### Data to process

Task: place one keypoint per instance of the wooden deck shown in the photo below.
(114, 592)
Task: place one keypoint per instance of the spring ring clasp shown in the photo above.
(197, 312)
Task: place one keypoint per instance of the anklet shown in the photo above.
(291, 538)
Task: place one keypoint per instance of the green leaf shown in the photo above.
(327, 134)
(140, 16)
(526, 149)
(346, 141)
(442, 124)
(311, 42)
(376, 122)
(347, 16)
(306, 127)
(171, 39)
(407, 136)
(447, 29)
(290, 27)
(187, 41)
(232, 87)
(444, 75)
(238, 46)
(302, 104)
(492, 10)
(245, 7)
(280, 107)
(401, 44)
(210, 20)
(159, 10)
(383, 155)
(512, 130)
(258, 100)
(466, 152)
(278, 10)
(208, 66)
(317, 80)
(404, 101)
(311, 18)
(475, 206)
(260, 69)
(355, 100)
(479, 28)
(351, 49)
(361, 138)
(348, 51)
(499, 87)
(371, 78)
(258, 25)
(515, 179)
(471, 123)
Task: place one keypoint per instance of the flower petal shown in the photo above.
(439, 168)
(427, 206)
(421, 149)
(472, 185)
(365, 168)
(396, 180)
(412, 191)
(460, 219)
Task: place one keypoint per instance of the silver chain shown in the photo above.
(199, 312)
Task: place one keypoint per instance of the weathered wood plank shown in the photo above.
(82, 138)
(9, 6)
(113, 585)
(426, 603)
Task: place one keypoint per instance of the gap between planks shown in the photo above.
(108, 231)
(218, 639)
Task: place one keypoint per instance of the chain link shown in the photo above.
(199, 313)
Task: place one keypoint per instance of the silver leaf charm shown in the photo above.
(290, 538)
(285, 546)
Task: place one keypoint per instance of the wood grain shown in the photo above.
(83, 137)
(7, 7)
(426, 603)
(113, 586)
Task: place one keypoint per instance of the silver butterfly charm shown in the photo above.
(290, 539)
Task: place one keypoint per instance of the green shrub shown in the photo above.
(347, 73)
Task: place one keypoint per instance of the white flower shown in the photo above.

######

- What is needed: Once the line with "Task: place one keypoint per instance of the silver chain" is found, transcribe it and each line after it through the final line of the entries, exactly and only.

- Response for this exercise:
Task: place one keypoint per instance of the silver chain shown in the photo above.
(199, 312)
Task: place one keypoint per instance of the weathered wood plank shown in the photo above.
(82, 138)
(9, 6)
(113, 585)
(426, 603)
Task: place one keypoint per instance of the gap between planks shown in the photo above.
(108, 231)
(218, 639)
Task: place one keypoint per instance of the chain link shown in the photo above.
(199, 313)
Task: place one keypoint per instance of the silver leaf charm shown in the photo above.
(290, 538)
(285, 546)
Task: place one keypoint per instance of the wood grain shown in the photo above.
(83, 137)
(7, 7)
(426, 603)
(113, 586)
Task: place one keypoint per instance of the silver butterfly charm shown in the photo above.
(290, 539)
Task: place one keypoint per instance of the green shrub shown in the photo above.
(347, 73)
Task: place one keypoint per instance of the white flower shown in the photo above.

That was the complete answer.